= Given instruction =
Begin at the row containing "Each instance of the curly" and stop after the row containing "[(760, 518)]". Rewrite only those rows, leaving the wording rows unchanged and shifting every x and y coordinate in the answer rows by adding 143.

─── Information supplied ───

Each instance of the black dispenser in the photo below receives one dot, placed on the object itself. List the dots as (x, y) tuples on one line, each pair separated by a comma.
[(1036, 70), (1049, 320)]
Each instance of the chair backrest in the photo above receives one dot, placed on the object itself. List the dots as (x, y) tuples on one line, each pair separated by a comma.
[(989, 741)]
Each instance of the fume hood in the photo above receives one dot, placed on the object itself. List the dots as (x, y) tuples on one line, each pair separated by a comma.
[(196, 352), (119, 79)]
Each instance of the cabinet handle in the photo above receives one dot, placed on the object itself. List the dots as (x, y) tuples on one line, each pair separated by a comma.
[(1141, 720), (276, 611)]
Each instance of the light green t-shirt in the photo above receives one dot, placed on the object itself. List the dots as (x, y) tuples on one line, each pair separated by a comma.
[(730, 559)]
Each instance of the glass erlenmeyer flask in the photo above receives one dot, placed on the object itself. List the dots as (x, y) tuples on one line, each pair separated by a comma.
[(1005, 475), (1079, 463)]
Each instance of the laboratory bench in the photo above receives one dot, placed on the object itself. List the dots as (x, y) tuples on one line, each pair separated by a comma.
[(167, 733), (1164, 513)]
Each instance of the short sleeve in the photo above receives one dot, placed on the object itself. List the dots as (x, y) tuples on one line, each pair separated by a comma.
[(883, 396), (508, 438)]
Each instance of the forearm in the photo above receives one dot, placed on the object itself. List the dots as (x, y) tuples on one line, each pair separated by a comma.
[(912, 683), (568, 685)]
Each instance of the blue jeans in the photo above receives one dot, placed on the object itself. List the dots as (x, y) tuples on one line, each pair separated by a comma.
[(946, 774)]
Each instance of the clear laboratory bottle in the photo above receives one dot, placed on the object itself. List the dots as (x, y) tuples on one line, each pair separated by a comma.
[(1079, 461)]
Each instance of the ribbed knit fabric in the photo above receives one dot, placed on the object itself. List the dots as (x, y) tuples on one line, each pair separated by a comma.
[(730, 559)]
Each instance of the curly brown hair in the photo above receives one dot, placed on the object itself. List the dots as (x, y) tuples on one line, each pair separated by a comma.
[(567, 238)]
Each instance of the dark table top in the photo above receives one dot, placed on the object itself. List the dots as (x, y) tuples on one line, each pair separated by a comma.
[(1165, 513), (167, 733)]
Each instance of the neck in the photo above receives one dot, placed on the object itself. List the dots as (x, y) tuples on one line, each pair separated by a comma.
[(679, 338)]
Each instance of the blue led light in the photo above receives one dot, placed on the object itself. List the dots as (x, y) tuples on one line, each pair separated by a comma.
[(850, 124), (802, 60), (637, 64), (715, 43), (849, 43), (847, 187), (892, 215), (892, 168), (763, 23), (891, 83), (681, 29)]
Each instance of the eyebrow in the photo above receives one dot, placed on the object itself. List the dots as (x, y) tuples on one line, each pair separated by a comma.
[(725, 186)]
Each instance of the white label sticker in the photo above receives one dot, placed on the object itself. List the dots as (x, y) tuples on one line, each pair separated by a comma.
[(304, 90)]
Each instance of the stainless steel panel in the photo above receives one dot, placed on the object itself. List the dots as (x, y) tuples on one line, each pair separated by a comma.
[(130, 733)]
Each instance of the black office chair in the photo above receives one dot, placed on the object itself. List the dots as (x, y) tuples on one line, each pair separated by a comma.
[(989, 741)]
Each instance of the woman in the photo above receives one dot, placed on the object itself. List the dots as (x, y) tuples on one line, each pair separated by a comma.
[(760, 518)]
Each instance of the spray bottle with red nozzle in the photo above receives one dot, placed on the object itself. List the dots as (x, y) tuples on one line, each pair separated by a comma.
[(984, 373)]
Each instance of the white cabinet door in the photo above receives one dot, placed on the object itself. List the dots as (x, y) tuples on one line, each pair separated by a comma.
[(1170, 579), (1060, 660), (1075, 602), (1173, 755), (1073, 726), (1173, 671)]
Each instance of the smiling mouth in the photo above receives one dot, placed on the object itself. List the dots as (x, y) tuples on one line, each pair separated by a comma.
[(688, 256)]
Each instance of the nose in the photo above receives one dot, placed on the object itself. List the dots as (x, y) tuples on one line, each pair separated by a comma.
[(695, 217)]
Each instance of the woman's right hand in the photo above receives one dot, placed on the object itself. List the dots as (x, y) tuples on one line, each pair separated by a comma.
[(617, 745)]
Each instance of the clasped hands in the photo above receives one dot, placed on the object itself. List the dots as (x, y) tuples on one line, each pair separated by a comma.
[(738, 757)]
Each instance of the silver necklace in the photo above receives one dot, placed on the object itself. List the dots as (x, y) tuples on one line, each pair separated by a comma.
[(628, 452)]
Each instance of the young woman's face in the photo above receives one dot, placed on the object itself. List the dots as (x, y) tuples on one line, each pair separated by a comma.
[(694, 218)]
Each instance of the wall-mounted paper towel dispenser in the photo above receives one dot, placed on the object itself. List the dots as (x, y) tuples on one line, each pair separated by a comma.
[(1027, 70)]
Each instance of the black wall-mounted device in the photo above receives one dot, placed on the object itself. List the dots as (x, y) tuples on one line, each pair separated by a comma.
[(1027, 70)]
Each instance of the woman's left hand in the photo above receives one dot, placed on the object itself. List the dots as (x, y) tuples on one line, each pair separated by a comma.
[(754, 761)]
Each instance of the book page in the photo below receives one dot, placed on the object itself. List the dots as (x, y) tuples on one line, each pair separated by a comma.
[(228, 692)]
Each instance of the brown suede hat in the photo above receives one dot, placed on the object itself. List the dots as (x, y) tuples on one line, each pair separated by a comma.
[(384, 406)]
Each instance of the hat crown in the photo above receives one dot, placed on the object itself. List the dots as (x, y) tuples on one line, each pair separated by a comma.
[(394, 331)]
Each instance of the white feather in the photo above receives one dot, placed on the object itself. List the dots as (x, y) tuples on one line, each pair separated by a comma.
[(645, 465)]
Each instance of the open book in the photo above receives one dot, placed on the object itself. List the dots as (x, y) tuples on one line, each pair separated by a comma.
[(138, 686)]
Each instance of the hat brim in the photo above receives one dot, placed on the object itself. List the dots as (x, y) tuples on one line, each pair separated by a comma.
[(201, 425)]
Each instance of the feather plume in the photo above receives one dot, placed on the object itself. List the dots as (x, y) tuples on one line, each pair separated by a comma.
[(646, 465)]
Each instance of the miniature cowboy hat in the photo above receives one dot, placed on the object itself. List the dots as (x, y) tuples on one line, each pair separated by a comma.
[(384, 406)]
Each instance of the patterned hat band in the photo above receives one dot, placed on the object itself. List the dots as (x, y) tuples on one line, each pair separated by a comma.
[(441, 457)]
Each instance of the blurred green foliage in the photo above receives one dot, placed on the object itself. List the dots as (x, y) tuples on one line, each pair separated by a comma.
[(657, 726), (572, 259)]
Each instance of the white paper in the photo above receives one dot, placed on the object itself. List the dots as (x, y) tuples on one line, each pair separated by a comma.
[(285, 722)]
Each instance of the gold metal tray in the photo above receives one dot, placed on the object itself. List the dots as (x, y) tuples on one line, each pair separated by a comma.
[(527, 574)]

───

= Output below =
Each instance of the curly brown hair in the photo above receives one dot, placed on the object itself. List the dots as (x, y) tuples on one line, each pair separated by a comma.
[(710, 381)]
Each instance of the dark table top in the photo above receives one dot, placed on the object itself. List the dots as (x, y) tuples on one line, each pair separated by a comma.
[(1308, 656), (310, 876)]
Each instance of the neck in the photo above receives one dot, placed on the object itself. List the dots as (x, y) tuples on one line, each pair separated by a comma.
[(822, 481)]
Each instance of the blue led light in the photo above receives one dot, placed on the object itself. List the dots as (x, y) tuples on one line, each pair separated by a comma.
[(993, 267), (945, 203), (780, 207), (858, 186), (992, 186), (990, 330), (1035, 358), (1035, 311), (906, 166), (1034, 226), (824, 172)]
Each instance of the eyebrow in the photo above receives one dot, placed on the object itself. List the dots as (x, y) tuples on one line, each pair separated by a comma.
[(868, 329)]
Each instance of the white label sticker in the photo above receives one dot, placed on the object itself. List the dots as (x, y) tuples on one line, each pair separated by a comma.
[(447, 233)]
Each instance of the stainless steel panel in the photo above receives one dot, placed on the object itself. List the dots as (x, y) tuples on one line, each pair separated by a comma.
[(273, 876)]
Each instance of the black office chair in the photo above receives one dot, placed on the object itself. List the dots as (x, y) tuples on one line, each pair separated by a comma.
[(1132, 884)]
Each instance of the woman in the photo above receives one dot, placed on the object itself. List the dots as (x, y) tuples on one line, each pair separated by a comma.
[(903, 661)]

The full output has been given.